(WHAT THE TASK REQUIRES): In the records below, locate the line containing "In the picture above, where can the gray hair", then output that line and all later lines exactly, through the last one.

(GIVEN DATA):
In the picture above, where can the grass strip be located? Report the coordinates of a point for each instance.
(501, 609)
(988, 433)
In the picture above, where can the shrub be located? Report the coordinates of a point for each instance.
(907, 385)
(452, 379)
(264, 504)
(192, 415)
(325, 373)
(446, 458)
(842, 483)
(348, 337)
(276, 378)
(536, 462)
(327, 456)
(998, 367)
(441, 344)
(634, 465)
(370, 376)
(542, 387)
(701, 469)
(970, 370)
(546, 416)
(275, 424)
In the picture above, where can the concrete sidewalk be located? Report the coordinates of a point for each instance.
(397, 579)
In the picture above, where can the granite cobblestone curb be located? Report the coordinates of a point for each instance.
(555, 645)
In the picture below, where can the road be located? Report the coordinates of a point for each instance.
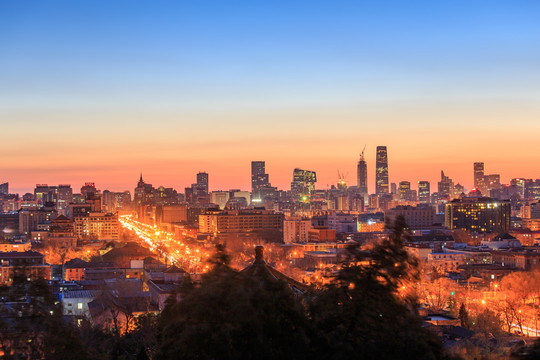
(164, 244)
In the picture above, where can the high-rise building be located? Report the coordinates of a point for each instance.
(361, 172)
(381, 176)
(259, 180)
(424, 192)
(445, 186)
(303, 182)
(404, 187)
(63, 198)
(202, 182)
(89, 189)
(479, 181)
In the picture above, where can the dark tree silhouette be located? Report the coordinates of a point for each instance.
(234, 316)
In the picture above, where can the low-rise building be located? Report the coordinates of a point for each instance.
(446, 261)
(29, 264)
(98, 226)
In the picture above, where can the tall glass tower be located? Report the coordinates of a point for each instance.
(362, 175)
(381, 176)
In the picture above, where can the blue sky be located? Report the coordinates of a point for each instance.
(202, 72)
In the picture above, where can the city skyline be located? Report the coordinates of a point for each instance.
(281, 183)
(145, 90)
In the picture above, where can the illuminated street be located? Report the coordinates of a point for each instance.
(165, 245)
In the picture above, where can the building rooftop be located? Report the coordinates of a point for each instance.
(80, 294)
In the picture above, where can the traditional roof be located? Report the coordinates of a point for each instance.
(260, 269)
(80, 294)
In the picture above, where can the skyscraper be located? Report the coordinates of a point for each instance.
(362, 175)
(259, 178)
(424, 192)
(381, 176)
(4, 188)
(479, 182)
(303, 182)
(404, 188)
(202, 182)
(446, 186)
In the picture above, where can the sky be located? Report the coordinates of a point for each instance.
(100, 90)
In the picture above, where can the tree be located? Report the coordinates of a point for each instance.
(464, 316)
(359, 314)
(234, 316)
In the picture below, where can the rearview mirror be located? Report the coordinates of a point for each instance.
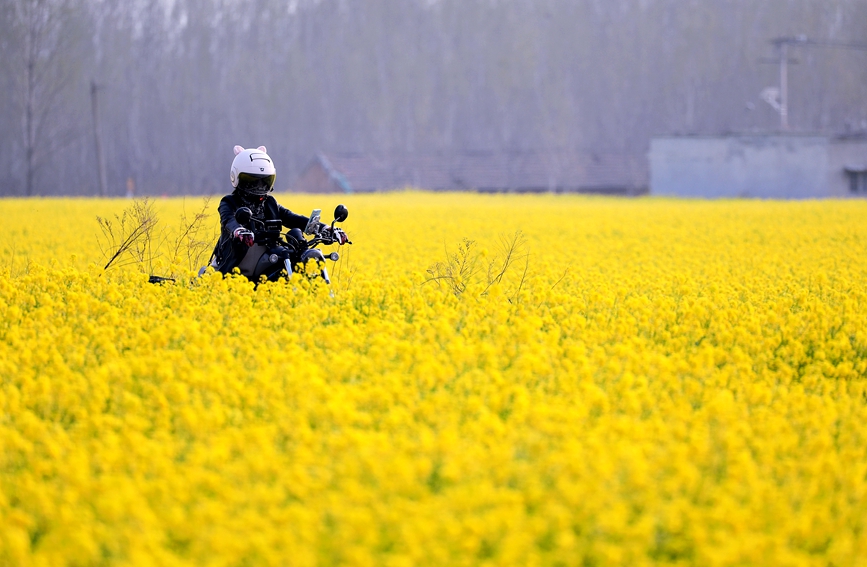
(340, 213)
(243, 215)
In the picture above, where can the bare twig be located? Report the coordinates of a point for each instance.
(129, 234)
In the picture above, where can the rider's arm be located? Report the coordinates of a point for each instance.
(290, 219)
(227, 215)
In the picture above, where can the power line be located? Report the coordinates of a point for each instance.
(782, 44)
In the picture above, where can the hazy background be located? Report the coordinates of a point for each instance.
(179, 82)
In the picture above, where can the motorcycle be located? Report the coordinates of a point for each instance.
(276, 255)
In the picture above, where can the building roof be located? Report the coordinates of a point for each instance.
(486, 171)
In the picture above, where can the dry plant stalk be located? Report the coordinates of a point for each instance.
(461, 268)
(127, 238)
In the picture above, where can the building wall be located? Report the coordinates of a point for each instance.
(843, 154)
(765, 166)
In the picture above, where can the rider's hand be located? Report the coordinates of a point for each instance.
(340, 236)
(243, 235)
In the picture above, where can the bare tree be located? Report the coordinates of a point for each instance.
(46, 75)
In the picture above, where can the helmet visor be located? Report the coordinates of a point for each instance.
(255, 184)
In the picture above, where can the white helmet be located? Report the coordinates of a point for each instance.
(253, 171)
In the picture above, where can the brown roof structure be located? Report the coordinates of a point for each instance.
(613, 173)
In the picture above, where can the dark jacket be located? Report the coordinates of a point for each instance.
(229, 250)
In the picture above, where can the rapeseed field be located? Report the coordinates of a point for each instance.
(490, 380)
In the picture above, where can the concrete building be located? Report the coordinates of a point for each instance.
(771, 166)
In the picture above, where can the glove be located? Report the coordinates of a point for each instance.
(243, 235)
(340, 236)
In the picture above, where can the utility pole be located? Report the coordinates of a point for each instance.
(100, 161)
(782, 44)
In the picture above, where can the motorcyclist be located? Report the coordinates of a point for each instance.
(252, 175)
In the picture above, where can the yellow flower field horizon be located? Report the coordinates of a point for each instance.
(649, 382)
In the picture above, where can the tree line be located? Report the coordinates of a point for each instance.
(111, 95)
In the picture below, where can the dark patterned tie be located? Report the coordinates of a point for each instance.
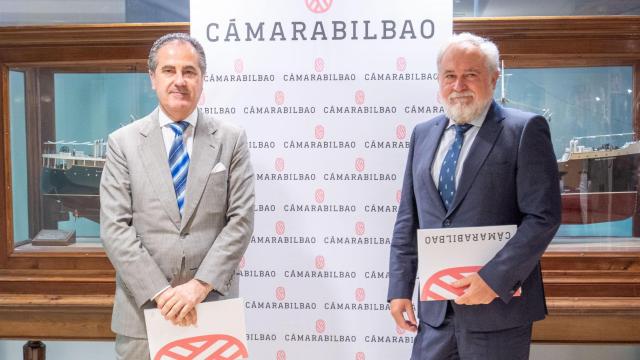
(447, 180)
(179, 162)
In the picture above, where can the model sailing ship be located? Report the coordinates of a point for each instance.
(71, 177)
(599, 184)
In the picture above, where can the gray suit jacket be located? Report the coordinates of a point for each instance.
(509, 177)
(140, 225)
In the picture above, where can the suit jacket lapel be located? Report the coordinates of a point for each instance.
(204, 156)
(478, 152)
(154, 154)
(428, 148)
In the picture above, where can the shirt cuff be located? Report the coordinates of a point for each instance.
(160, 292)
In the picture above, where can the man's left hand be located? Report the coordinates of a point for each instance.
(176, 303)
(477, 291)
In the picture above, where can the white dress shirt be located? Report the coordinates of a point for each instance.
(168, 136)
(447, 139)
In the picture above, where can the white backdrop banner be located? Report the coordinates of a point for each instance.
(328, 92)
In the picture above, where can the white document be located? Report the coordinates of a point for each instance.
(220, 333)
(448, 255)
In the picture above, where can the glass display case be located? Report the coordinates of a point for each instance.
(60, 158)
(590, 113)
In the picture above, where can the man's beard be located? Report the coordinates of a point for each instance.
(461, 112)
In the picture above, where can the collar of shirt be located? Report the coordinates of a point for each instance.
(164, 119)
(477, 122)
(168, 135)
(447, 139)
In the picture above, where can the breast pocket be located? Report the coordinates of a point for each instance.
(215, 192)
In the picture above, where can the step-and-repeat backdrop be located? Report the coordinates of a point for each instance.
(328, 92)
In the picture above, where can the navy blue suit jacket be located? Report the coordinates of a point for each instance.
(509, 177)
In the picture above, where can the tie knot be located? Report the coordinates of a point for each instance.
(179, 127)
(462, 128)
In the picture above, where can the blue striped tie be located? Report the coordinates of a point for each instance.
(447, 180)
(179, 162)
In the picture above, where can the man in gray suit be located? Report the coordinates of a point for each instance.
(502, 171)
(177, 198)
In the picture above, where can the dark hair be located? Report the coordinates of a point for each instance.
(153, 53)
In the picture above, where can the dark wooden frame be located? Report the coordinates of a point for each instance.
(593, 296)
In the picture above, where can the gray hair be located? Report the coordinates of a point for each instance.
(153, 53)
(488, 48)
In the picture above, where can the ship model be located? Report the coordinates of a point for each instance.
(71, 177)
(599, 184)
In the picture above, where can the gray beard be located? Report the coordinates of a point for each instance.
(462, 114)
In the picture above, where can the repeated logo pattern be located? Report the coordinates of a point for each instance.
(318, 6)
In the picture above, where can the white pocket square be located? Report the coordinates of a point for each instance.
(219, 167)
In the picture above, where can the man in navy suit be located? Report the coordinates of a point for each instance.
(505, 173)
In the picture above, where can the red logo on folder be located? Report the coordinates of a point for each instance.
(438, 286)
(214, 347)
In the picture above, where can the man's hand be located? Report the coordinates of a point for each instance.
(477, 291)
(398, 308)
(178, 304)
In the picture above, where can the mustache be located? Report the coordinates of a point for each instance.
(456, 95)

(COMPLETE OUTPUT):
In the picture above, where can the gray hair be located? Report the coordinates of a point for each instance.
(153, 53)
(488, 48)
In the picture above, where can the ship model be located? Report the coordinates of a point for each instance.
(71, 177)
(599, 184)
In the picture above, where can the gray beard be located? Report the coordinates of a point for each instance.
(462, 114)
In the picture above, where can the repeated logo pattern be located? Report the coordinates of a point for each instance.
(318, 6)
In the picture above, where can the white pocket square be located? Report the coordinates of a point for each instance.
(219, 167)
In the picture above, where can the man in navy suit be located? Report the coordinates of a point for each instance.
(505, 173)
In the picture above, where can the red logo on folder be located? Report the coordinates of a point for each instance.
(438, 286)
(214, 347)
In the picture above, where can the man's hand be located? Report the coordinates of a point for each instance.
(477, 291)
(398, 308)
(178, 304)
In the picture above, where can the mustache be located? Report the coordinates of a point for each instance.
(456, 95)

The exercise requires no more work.